(Segmentation data)
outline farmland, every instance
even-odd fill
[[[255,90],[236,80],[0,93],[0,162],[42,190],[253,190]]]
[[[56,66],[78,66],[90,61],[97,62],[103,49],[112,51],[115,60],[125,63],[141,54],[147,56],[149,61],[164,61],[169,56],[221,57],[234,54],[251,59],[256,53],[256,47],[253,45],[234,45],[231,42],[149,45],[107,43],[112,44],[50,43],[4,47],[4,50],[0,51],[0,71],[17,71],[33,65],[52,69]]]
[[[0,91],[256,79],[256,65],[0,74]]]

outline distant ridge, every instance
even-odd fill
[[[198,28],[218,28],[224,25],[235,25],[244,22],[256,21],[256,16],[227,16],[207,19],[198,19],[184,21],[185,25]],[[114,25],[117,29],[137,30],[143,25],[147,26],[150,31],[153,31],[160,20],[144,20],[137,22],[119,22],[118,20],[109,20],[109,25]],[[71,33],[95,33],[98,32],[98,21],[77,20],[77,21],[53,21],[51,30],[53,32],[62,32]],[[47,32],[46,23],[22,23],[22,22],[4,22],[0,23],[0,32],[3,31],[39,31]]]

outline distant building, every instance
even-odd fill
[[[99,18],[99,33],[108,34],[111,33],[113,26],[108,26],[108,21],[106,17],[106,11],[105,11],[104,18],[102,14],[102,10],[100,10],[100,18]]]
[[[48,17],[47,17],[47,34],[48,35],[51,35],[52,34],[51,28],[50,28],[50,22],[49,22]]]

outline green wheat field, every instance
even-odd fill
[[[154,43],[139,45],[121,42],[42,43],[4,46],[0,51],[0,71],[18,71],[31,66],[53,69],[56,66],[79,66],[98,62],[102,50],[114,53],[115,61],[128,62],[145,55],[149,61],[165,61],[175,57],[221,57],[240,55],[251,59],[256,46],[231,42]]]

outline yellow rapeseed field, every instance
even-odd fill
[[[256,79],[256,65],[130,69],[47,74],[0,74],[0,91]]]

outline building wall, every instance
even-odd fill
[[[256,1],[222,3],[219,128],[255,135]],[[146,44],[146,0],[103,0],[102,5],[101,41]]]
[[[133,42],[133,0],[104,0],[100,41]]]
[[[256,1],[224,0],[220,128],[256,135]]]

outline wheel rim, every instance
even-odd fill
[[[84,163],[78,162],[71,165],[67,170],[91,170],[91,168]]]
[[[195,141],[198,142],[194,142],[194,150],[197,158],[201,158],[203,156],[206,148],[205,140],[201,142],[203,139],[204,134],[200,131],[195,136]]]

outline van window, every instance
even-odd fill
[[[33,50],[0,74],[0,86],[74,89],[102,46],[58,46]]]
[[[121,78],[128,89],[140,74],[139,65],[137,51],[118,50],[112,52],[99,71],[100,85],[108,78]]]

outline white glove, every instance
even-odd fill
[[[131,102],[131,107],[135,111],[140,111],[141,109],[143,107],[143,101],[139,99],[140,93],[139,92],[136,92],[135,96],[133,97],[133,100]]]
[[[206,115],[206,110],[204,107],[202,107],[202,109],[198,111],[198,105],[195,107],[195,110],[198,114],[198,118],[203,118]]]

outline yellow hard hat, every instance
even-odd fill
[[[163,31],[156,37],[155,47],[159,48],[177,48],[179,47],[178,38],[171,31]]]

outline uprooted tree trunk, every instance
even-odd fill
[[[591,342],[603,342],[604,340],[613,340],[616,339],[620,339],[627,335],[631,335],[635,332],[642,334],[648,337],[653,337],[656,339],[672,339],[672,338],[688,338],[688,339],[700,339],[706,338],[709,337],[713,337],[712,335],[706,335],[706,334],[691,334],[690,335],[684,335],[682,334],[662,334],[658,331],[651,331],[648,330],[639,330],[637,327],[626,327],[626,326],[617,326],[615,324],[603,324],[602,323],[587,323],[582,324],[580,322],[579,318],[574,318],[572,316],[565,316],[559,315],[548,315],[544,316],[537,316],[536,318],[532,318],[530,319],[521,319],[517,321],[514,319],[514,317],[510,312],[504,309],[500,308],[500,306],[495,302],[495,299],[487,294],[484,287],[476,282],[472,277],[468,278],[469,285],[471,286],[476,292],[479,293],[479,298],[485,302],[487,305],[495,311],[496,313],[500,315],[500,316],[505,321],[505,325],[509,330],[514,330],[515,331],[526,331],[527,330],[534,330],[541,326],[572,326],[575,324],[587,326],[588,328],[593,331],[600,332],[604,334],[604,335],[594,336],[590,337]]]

• Exercise: Copy every entry above line for line, with no changes.

• Response to this exercise:
outline farmland, every instance
even-odd fill
[[[255,90],[236,80],[0,93],[0,162],[42,190],[253,190]]]
[[[56,66],[78,66],[90,61],[97,62],[103,49],[112,51],[115,60],[125,63],[141,54],[147,56],[149,61],[164,61],[169,56],[221,57],[234,54],[251,59],[256,53],[256,47],[253,45],[234,45],[231,42],[149,45],[107,43],[112,44],[50,43],[4,47],[4,50],[0,51],[0,71],[17,71],[33,65],[52,69]]]
[[[0,91],[256,79],[256,65],[0,74]]]

outline distant ridge, every instance
even-odd fill
[[[198,28],[218,28],[224,25],[235,25],[244,22],[256,21],[256,16],[227,16],[207,19],[198,19],[184,21],[185,25]],[[114,25],[117,29],[137,30],[143,25],[147,26],[150,31],[153,31],[160,20],[144,20],[137,22],[119,22],[118,20],[109,20],[109,25]],[[71,33],[95,33],[98,32],[98,21],[77,20],[77,21],[53,21],[51,30],[53,32],[62,32]],[[47,32],[46,23],[22,23],[22,22],[4,22],[0,23],[0,32],[3,31],[39,31]]]

outline distant building, every instance
even-odd fill
[[[99,18],[99,33],[108,34],[111,33],[113,26],[108,26],[108,21],[106,17],[106,11],[105,11],[104,18],[102,14],[102,10],[100,10],[100,18]]]
[[[48,17],[47,17],[47,34],[48,35],[51,35],[52,34],[51,28],[50,28],[50,22],[49,22]]]

outline green wheat field, every instance
even-odd fill
[[[154,43],[139,45],[121,42],[42,43],[4,46],[0,51],[0,71],[18,71],[31,66],[53,69],[56,66],[79,66],[98,62],[102,50],[114,53],[115,61],[128,62],[145,55],[149,61],[165,61],[175,57],[221,57],[240,55],[251,59],[256,46],[231,42]]]

outline yellow rapeseed field, every instance
even-odd fill
[[[256,79],[256,65],[130,69],[47,74],[0,74],[0,91]]]

outline building wall, every instance
even-odd fill
[[[256,1],[222,3],[219,128],[255,135]],[[146,44],[146,0],[103,0],[102,5],[101,41]]]
[[[133,42],[133,0],[104,0],[100,41]]]
[[[256,1],[224,0],[220,128],[256,135]]]

outline wheel rim, every instance
even-odd fill
[[[84,163],[78,162],[71,165],[67,170],[91,170],[91,168]]]
[[[195,141],[198,142],[194,142],[194,150],[197,158],[201,158],[203,156],[206,148],[205,140],[201,142],[203,139],[204,134],[200,131],[195,136]]]

outline van window, every instance
even-odd fill
[[[33,50],[0,74],[0,86],[74,89],[102,46],[58,46]]]
[[[121,78],[128,89],[140,74],[139,65],[137,51],[118,50],[112,52],[99,71],[100,85],[108,78]]]

outline white glove, every instance
even-odd fill
[[[131,102],[131,107],[135,111],[140,111],[141,109],[143,107],[143,101],[139,99],[140,93],[139,92],[136,92],[135,96],[133,97],[133,100]]]
[[[206,115],[206,110],[204,107],[202,107],[202,109],[198,111],[198,105],[195,107],[195,110],[198,114],[198,118],[203,118]]]

outline yellow hard hat, every instance
even-odd fill
[[[163,31],[156,37],[155,47],[159,48],[177,48],[179,47],[178,38],[171,31]]]

outline uprooted tree trunk, every instance
even-odd fill
[[[591,342],[603,342],[604,340],[613,340],[616,339],[620,339],[627,335],[631,335],[635,332],[642,334],[648,337],[653,337],[656,339],[672,339],[672,338],[688,338],[688,339],[700,339],[706,338],[709,337],[713,337],[712,335],[706,335],[706,334],[691,334],[690,335],[684,335],[682,334],[662,334],[658,331],[651,331],[648,330],[639,330],[637,327],[626,327],[626,326],[617,326],[615,324],[603,324],[602,323],[587,323],[582,324],[580,322],[579,318],[574,318],[572,316],[565,316],[559,315],[548,315],[544,316],[537,316],[536,318],[532,318],[530,319],[521,319],[517,321],[514,319],[514,317],[510,312],[504,309],[500,308],[500,306],[495,302],[495,299],[487,294],[484,287],[476,282],[472,277],[468,278],[469,285],[471,286],[476,292],[479,293],[479,298],[485,302],[487,305],[495,311],[496,313],[500,315],[500,316],[505,321],[505,325],[509,330],[514,330],[515,331],[526,331],[527,330],[534,330],[541,326],[572,326],[575,324],[587,326],[588,328],[593,331],[600,332],[604,334],[604,335],[594,336],[590,337]]]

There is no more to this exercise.